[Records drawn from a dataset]

--------

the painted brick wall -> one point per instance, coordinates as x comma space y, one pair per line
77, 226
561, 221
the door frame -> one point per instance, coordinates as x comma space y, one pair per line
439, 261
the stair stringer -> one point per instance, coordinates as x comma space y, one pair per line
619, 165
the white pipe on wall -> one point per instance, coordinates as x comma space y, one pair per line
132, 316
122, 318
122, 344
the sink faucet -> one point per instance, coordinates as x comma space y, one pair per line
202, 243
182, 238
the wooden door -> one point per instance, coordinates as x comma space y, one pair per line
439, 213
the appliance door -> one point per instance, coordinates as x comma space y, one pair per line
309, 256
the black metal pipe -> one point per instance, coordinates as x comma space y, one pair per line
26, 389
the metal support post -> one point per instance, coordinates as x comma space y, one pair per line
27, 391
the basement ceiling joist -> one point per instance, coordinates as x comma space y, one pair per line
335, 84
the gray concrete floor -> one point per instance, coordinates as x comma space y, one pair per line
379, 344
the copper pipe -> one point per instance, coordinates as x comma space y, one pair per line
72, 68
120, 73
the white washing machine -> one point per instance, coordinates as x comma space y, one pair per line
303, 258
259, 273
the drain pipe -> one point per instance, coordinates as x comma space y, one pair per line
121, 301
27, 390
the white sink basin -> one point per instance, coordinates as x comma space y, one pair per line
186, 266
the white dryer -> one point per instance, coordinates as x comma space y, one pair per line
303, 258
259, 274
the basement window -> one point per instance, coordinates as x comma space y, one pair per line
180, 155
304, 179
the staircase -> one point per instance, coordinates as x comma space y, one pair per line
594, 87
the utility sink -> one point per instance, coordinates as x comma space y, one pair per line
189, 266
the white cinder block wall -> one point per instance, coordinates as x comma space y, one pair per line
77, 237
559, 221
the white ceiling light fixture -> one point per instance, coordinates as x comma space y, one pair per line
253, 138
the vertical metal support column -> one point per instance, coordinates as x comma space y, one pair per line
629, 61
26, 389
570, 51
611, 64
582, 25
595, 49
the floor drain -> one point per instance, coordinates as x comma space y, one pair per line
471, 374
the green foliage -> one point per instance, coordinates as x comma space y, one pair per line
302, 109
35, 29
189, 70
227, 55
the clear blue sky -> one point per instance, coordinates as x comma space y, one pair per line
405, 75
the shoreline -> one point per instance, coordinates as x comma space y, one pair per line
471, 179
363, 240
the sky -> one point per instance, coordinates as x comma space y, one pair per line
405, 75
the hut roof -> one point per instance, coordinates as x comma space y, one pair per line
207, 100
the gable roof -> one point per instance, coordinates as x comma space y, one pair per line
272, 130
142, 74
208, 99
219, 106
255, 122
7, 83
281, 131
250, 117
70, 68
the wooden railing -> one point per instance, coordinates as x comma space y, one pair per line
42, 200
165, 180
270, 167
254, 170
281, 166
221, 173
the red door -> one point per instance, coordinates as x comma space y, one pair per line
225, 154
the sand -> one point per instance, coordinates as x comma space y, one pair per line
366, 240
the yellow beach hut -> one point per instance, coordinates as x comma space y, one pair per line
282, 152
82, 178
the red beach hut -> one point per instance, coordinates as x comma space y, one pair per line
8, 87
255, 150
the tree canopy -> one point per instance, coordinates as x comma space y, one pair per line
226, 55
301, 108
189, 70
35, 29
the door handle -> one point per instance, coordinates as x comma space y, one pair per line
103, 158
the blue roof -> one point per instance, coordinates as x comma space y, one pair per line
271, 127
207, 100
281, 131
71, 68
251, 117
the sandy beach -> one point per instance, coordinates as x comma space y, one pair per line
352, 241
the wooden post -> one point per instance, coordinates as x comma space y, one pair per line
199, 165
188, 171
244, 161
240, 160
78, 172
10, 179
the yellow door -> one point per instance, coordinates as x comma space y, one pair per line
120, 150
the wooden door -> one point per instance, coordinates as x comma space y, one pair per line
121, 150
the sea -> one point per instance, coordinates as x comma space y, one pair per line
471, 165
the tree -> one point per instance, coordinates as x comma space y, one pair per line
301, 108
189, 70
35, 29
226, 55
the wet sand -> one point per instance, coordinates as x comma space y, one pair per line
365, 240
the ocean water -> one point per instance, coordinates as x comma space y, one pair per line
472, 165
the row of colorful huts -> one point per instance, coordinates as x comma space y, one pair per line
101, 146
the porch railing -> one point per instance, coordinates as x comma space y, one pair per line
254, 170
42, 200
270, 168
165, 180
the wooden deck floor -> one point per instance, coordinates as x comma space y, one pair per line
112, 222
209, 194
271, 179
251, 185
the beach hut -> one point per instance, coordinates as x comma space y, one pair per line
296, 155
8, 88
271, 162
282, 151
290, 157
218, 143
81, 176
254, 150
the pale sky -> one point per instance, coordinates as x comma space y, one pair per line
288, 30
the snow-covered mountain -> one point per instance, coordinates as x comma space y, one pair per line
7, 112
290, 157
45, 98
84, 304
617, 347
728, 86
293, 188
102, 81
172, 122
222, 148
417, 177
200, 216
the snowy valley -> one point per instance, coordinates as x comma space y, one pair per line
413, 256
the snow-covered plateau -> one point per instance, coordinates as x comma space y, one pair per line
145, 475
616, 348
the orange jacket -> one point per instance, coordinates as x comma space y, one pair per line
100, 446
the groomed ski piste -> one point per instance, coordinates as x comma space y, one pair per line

--------

## EXERCISE OBJECTIVE
Which lines run from the one containing "the snow-covered plateau" to the end of the entries above? Print them exactly, both ends included, and nothing else.

## RESPONSE TO THE EXERCISE
the snow-covered plateau -> one point per instance, coordinates as x comma space y, one pair per line
145, 475
616, 348
the orange jacket -> one point per instance, coordinates as x comma space y, one pair per line
100, 446
the groomed ski piste -> one point per instance, coordinates as x comma space y, one pair per line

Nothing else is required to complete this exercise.